> _INFORMATION GIVEN_:
►

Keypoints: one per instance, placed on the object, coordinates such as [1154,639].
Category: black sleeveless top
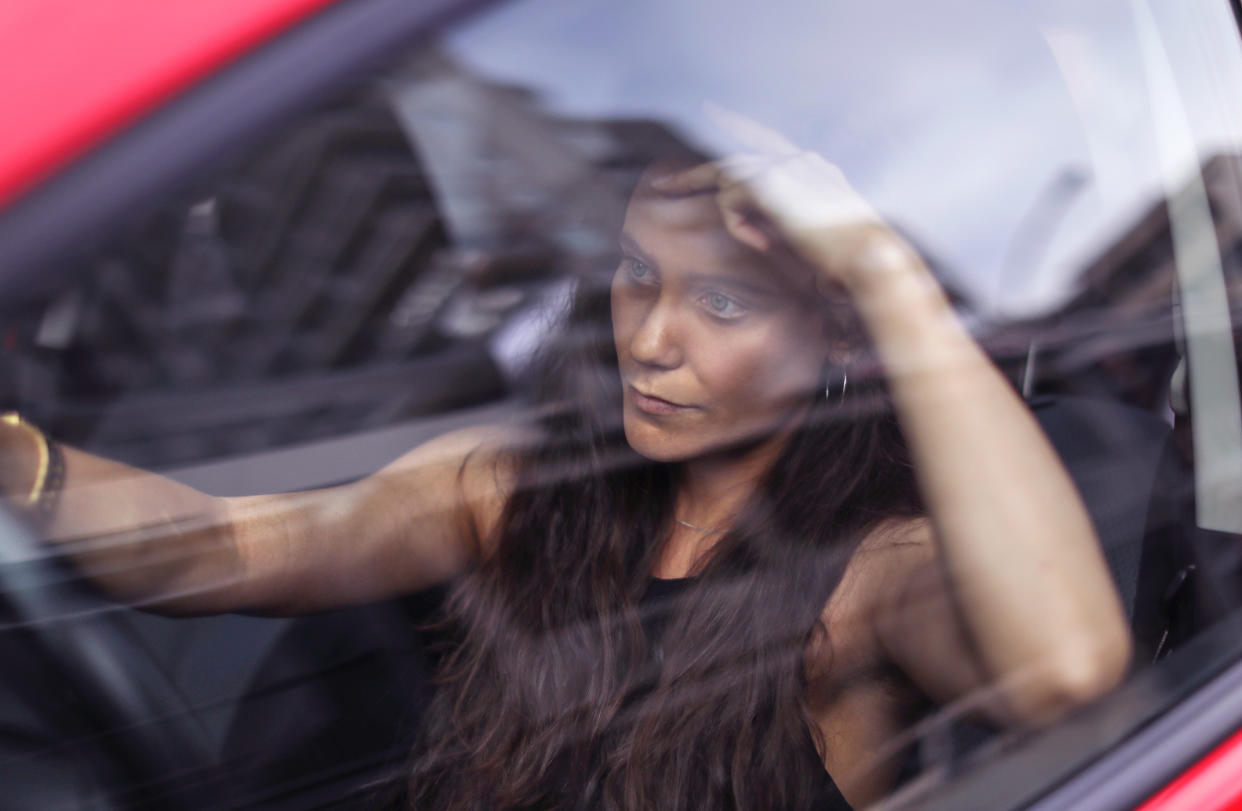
[653,607]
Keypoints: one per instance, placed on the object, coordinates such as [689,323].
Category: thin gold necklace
[699,529]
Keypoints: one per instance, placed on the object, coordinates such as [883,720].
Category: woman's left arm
[1012,545]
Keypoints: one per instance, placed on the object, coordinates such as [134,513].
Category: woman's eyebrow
[733,281]
[629,244]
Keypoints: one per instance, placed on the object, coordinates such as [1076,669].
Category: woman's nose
[656,342]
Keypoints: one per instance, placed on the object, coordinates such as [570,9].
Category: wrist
[31,467]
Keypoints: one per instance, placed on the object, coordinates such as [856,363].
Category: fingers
[742,217]
[750,133]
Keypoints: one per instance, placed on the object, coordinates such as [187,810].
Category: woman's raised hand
[778,194]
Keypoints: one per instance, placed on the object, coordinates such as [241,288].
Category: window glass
[406,261]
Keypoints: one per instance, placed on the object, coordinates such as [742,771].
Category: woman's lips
[648,404]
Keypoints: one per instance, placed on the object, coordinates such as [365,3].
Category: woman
[727,561]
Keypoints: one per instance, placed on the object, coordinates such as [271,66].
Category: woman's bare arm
[1010,538]
[148,539]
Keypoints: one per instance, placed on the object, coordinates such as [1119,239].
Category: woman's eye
[640,271]
[722,306]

◄

Here the job is to print all the data exactly, skipping any image.

Keypoints: one per instance, placed on the object, coordinates such as [1154,639].
Category: black sleeveless top
[653,607]
Keypoints: one per instance, placed on the object, coordinates such as [689,323].
Category: thin gold necklace
[699,529]
Keypoints: one per instance, placed on the object, coordinates such as [883,720].
Category: woman's left arm
[1012,545]
Keypoints: one per instance, placed on the object, coordinates such as [134,513].
Category: woman's eyebrow
[733,281]
[629,244]
Keypoints: one per instance, placed on the object, coordinates such as [1076,669].
Category: woman's nose
[656,342]
Keypoints: one per instance, placed on the object, coordinates such as [570,9].
Category: wrist
[31,467]
Keypoints: one per instance, placed on the object, coordinates such as [856,363].
Category: fingers
[742,217]
[750,133]
Keypoints: one per instance, placed on the object, coordinates such as [187,810].
Category: woman's raised hand
[778,194]
Keypoints: one per instance, placed on the object, coordinates such as [241,288].
Category: window glass
[406,261]
Keypoints: one per instance, placed on the object, coordinates such as [742,771].
Category: woman's lips
[648,404]
Keypoints: one per instance, placed on the object, coordinates such as [365,3].
Category: woman
[727,561]
Keypoints: one per instance, placed on the object, coordinates such as [271,66].
Category: woman's bare arm
[1010,538]
[148,539]
Keypoints: one per instance, placed on the object, coordinates such as [1119,239].
Category: woman's eye
[640,271]
[722,306]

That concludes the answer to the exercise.